__Desafio A__.
Responda com base no trecho sobre os terrenos de marinha:
(i) Qual decreto fez a primeira referência ao ano de 1831 e em que data foi editado?
(ii) Segundo a definição citada, quantos metros correspondem às 15 braças craveiras?
(iii) Em qual artigo do Código de Águas essa definição foi repetida?
__Desafio B__. Transcreva, por favor, tudo o que vai desde "A referência ao" até "Código de Águas." no trecho sobre os terrenos de marinha.

__Trecho para leitura__.

_____

A referência ao ano de 1831 foi feita pela primeira vez no Decreto nº 4.105, de 22 de fevereiro de 1868, que regulava “a concessão dos terrenos de marinha; dos reservados nas margens dos rios e dos acrescidos natural ou artificialmente” e já definia os terrenos de marinha como sendo: “todos os que banhados pelas águas do mar ou dos rios navegáveis vão até a distância de 15 braças craveiras (33 metros) para a parte de terra, contadas desde o ponto a que chega o preamar médio”, esclarecendo que “este ponto refere-se ao estado do lugar no tempo da execução da lei de 15 de novembro de 1831, art. 51, § 14 (Instruções de 14 de novembro de 1832, art. 4º)”. Essa definição foi repetida no artigo 13 do Código de Águas.

_____

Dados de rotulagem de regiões
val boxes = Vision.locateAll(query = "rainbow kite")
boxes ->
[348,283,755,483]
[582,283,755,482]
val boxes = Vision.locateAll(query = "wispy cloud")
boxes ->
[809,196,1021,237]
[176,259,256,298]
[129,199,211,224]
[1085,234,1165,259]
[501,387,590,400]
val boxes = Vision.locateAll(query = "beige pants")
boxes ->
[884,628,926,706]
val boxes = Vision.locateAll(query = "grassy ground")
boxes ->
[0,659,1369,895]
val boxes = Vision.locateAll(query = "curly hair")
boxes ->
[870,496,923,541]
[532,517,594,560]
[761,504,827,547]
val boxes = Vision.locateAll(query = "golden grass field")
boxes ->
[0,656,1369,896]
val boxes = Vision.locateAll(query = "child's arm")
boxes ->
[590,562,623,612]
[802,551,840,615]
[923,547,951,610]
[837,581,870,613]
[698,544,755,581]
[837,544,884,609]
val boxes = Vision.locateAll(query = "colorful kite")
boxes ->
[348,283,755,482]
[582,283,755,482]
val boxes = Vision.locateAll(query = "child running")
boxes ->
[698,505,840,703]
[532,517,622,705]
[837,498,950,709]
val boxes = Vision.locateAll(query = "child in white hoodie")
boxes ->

_____

__Solução do exercício A__.
(i) O Decreto nº 4.105, de 22 de fevereiro de 1868.
(ii) 33 metros.
(iii) No artigo 13.

__Solução do exercício B__.
A referência ao ano de 1831 foi feita pela primeira vez no Decreto nº 4.105, de 22 de fevereiro de 1868, que regulava “a concessão dos terrenos de marinha; dos reservados nas margens dos rios e dos acrescidos natural ou artificialmente” e já definia os terrenos de marinha como sendo: “todos os que banhados pelas águas do mar ou dos rios navegáveis vão até a distância de 15 braças craveiras (33 metros) para a parte de terra, contadas desde o ponto a que chega o preamar médio”, esclarecendo que “este ponto refere-se ao estado do lugar no tempo da execução da lei de 15 de novembro de 1831, art. 51, § 14 (Instruções de 14 de novembro de 1832, art. 4º)”. Essa definição foi repetida no artigo 13 do Código de Águas.